Find each line in the items below that contains the word "woman" and copy those lines out, treating case as significant.

--- Start of Provided data ---

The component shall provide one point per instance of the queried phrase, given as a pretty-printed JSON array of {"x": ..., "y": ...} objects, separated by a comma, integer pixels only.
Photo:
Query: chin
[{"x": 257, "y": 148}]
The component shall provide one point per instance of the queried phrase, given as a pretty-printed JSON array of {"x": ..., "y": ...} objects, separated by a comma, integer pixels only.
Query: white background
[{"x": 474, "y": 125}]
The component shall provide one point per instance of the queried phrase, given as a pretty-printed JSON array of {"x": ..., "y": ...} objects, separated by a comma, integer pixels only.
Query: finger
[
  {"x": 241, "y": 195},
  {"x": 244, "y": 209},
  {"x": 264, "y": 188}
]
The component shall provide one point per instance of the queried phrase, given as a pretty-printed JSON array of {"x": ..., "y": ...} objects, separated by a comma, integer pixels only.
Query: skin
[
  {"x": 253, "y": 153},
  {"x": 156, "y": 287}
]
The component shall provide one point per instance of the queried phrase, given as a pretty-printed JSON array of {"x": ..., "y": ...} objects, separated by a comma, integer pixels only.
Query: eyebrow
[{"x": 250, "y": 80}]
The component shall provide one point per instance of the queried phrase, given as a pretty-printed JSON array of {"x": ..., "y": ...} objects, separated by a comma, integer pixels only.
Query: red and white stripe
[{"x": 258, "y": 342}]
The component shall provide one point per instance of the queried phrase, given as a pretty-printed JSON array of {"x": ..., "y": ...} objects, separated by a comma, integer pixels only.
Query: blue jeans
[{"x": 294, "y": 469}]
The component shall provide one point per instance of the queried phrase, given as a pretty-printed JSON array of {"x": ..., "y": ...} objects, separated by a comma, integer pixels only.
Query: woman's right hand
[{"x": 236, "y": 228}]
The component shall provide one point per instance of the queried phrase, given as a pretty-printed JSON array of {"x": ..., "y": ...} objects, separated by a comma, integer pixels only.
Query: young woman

--- End of Provided data ---

Exercise solution —
Query: woman's right hand
Query: young woman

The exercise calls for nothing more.